[Problem statement] Quote, word for word, every line starting at the line that contains "Can you find the dry" and ending with the last line of the records; include both of these lines and no others.

------ Listed entries ------

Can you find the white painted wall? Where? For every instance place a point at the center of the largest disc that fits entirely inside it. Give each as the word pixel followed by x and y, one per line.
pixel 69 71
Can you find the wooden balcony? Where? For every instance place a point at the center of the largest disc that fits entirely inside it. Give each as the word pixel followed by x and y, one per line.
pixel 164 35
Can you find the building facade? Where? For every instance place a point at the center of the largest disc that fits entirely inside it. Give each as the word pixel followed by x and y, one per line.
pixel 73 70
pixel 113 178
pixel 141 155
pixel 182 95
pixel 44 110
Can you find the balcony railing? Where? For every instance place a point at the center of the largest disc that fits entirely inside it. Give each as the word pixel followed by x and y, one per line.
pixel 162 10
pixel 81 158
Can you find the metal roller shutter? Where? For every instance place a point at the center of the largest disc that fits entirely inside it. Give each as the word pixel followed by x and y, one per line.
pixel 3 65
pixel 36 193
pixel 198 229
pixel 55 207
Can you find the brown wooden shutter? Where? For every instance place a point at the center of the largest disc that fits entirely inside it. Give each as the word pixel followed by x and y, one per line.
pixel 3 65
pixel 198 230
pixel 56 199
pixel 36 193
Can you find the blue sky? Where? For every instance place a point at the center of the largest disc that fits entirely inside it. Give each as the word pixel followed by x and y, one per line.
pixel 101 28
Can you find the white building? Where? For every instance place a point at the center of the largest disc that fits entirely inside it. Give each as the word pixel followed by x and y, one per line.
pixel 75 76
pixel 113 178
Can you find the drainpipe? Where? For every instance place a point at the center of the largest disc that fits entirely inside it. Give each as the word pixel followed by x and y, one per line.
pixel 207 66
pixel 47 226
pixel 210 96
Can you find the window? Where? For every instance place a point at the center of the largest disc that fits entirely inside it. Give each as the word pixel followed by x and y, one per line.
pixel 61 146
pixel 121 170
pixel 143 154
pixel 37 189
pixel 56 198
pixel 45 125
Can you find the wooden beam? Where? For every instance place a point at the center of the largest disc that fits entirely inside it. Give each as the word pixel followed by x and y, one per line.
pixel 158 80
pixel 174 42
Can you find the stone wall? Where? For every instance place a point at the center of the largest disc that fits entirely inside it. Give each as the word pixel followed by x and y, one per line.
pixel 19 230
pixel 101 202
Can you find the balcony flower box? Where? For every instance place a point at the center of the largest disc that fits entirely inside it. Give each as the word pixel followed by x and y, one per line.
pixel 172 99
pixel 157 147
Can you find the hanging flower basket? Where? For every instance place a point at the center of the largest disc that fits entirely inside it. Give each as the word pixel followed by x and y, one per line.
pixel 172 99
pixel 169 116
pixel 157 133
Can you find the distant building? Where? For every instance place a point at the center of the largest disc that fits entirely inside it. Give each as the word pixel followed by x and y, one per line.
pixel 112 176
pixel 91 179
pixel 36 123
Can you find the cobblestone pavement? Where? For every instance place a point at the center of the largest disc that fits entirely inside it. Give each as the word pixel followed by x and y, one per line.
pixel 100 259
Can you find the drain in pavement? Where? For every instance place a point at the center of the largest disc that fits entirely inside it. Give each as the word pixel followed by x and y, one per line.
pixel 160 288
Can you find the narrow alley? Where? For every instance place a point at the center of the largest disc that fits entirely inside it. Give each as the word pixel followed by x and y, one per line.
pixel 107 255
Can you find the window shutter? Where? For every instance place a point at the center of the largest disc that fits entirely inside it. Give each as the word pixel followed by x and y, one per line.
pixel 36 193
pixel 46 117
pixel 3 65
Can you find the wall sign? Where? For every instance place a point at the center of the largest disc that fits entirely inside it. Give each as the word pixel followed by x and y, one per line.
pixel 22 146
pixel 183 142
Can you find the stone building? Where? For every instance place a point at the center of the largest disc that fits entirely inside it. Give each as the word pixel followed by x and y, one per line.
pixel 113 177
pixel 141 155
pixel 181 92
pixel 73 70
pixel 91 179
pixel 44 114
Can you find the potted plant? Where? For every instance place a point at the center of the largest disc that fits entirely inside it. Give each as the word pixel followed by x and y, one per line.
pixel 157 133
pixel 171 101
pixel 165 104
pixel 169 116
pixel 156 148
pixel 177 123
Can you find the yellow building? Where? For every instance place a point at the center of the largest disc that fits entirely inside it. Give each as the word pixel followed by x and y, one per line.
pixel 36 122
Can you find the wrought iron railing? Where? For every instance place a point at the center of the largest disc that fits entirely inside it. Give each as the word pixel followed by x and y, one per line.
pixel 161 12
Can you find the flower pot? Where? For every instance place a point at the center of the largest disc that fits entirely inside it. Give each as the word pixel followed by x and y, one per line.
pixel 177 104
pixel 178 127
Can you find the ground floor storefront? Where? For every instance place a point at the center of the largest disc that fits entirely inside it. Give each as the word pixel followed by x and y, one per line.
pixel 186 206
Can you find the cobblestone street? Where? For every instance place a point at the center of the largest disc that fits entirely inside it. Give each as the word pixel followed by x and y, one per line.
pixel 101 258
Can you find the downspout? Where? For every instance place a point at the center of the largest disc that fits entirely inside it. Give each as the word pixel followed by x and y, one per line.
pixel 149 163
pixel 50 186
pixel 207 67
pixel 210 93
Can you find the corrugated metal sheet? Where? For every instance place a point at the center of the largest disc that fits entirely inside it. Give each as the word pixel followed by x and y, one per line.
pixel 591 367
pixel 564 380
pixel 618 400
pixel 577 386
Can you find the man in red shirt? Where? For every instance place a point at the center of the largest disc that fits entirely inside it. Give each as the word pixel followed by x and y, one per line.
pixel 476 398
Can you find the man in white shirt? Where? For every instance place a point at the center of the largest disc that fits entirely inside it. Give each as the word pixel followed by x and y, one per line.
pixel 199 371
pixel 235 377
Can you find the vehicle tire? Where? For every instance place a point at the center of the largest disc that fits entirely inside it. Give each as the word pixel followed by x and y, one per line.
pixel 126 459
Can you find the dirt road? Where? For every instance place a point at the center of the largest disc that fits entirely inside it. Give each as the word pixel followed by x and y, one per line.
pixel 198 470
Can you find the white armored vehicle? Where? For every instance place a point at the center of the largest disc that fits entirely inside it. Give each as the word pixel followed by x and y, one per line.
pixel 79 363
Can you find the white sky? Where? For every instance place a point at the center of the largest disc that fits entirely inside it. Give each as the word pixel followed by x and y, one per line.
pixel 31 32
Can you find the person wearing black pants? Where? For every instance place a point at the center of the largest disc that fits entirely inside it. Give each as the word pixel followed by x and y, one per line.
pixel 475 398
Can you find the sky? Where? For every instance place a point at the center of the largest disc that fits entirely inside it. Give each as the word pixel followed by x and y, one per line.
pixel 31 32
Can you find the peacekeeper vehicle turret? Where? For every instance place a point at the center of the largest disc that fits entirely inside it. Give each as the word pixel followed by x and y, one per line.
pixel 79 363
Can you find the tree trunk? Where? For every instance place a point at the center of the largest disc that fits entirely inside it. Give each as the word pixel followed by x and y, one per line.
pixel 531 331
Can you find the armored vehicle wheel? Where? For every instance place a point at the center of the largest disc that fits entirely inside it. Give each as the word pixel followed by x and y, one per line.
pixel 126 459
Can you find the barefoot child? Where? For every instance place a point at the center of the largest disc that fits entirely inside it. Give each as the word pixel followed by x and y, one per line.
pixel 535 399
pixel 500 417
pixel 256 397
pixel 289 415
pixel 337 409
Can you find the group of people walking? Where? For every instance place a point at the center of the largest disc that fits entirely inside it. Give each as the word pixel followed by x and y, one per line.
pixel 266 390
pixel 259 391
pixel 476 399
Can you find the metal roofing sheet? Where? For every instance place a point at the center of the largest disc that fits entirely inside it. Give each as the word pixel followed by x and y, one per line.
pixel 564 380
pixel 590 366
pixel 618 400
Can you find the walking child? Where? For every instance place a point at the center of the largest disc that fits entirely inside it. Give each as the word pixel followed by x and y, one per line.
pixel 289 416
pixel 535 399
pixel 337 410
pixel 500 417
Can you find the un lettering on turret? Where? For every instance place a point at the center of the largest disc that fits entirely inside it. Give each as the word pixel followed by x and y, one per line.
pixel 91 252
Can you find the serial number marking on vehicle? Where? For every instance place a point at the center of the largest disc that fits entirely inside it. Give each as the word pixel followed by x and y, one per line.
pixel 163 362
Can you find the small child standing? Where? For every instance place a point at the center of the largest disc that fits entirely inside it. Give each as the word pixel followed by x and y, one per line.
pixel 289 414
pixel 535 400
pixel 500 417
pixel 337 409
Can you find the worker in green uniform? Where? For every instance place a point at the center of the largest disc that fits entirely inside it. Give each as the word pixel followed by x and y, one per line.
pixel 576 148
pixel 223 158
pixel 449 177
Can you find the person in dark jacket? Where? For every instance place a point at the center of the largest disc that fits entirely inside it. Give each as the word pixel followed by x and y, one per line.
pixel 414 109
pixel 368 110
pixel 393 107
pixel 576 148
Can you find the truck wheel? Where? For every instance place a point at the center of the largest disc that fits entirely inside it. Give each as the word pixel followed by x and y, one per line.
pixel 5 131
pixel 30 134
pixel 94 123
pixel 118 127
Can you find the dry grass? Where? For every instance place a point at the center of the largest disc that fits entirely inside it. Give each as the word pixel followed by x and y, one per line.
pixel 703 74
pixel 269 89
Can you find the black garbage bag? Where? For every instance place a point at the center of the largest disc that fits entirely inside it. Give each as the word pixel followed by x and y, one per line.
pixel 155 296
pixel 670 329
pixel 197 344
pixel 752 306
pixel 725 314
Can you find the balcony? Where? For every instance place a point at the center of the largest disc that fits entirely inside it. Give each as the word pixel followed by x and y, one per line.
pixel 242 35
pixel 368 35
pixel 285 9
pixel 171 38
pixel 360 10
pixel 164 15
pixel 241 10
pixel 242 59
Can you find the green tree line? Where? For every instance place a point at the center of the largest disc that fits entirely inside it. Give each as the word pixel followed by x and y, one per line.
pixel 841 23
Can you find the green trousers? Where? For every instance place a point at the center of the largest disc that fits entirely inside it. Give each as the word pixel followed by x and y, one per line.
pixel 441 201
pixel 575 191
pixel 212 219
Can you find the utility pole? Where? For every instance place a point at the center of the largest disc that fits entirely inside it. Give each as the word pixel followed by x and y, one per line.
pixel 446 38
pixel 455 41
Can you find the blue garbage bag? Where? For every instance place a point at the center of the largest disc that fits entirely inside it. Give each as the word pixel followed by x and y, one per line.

------

[Task response]
Can you find the dry grass? Where? For every instance place a point at the center of the largest disc that fits entirely inside it. Give each as the word pixel followed by x and y, one per line.
pixel 703 74
pixel 269 89
Can you find the black garbage bag? Where? For every instance place a point at the center of the largest disc that fits entirely inside it. Give each as the word pixel followed by x and y, one per line.
pixel 155 296
pixel 670 329
pixel 197 344
pixel 752 306
pixel 725 314
Can you find the balcony? Where? For every instance place a point at the center of the largest disc that fits entirely inside it. Give each as the word pixel followed by x and y, one per line.
pixel 242 35
pixel 368 35
pixel 285 9
pixel 171 38
pixel 360 10
pixel 164 15
pixel 241 10
pixel 242 59
Can you find the green tree line? Where? For every instance place a point at the center of the largest disc that fits entirely inside it. Give each as the word pixel followed by x and y, one per line.
pixel 841 23
Can you find the green trousers? Where? For every instance place a point at the center of the largest disc that fits entirely inside it. Give each as the word pixel followed by x and y, one per line.
pixel 441 201
pixel 575 191
pixel 212 219
Can you find the utility pole? Where? For every instance place a point at the center of the largest disc that fits entirely inside it. Give each as the word pixel followed by x and y, one per line.
pixel 446 38
pixel 455 41
Can you find the blue garbage bag? Where? For every instance place a point at the center of the largest disc that fits entirely inside it. Give each as the word pixel followed by x and y, one per line.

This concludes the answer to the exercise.